ASSIGNMENT: Having read the records, set them all down exactly as they appear.

>>>>>

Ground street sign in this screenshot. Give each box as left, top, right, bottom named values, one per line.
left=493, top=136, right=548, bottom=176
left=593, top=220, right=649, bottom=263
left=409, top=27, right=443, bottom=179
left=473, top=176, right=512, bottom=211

<<<<<

RESULT:
Ground street sign in this screenshot. Give each box as left, top, right, bottom named values, one per line.
left=493, top=136, right=548, bottom=176
left=593, top=220, right=649, bottom=263
left=409, top=27, right=443, bottom=179
left=473, top=176, right=512, bottom=211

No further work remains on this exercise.